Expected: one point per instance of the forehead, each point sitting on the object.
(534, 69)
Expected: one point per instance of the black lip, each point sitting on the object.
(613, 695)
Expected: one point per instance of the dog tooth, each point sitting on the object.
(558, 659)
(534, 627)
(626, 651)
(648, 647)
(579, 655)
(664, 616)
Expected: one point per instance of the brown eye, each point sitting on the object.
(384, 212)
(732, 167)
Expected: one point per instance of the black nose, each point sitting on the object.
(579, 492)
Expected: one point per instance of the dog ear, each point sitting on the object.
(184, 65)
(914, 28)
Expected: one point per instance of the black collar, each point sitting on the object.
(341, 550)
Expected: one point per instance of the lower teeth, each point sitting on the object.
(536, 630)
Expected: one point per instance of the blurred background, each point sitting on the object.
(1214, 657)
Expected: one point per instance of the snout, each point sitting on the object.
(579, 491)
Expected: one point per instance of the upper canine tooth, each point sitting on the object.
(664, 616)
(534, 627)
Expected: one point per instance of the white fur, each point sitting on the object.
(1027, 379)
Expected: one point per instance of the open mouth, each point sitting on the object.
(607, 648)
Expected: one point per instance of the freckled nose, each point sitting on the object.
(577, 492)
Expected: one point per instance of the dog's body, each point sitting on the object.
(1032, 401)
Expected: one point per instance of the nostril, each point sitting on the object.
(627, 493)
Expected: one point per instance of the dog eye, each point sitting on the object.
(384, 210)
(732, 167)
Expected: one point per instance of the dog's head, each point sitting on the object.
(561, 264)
********
Rewrite all of the lines above, replacing "sitting on" with "resting on" everywhere it appears and leaving the rest unchanged.

- _PROBLEM SOLUTION_:
Expected: one point per instance of the forehead, each point resting on the object.
(534, 69)
Expected: one point per instance of the black lip, each point resting on the object.
(613, 695)
Expected: one point per instance of the dog tooth, each point resting on the object.
(558, 659)
(534, 627)
(626, 651)
(648, 647)
(579, 655)
(664, 616)
Expected: one point per instance of the brown eye, each point resting on the object.
(384, 212)
(732, 167)
Expected: one point per instance of the black nose, each point resting on the object.
(579, 492)
Expected: one point per instance of the dog ear, each point resting on the object.
(184, 65)
(914, 28)
Expected: one point per instance of the black collar, each point resting on the object.
(341, 550)
Expected: one point per instance of the lower teeth, each point resting on the object.
(536, 630)
Expected: one point per instance of the blurred background, each point resting on the object.
(1214, 657)
Expected: one point per instance of the snout, each point resting on the object.
(579, 491)
Expected: one point per instance of the upper canine tooth, each point resting on the object.
(664, 616)
(534, 627)
Expected: one point per instance of the white fur, each point resting on the object.
(1027, 379)
Expected: one point per instance of the open mouth, each point resting on the object.
(607, 648)
Expected: one point per instance of the freckled nose, each point resting on the object.
(577, 492)
Expected: one point per instance of the dog's body, each point resting on the object.
(1032, 401)
Expected: one point per instance of the nostril, each point resting on the object.
(627, 493)
Expected: one point per instance of the dog eye, each point resting on the object.
(384, 210)
(732, 167)
Expected: one point per instance of the dog's head, each point resting on the object.
(561, 264)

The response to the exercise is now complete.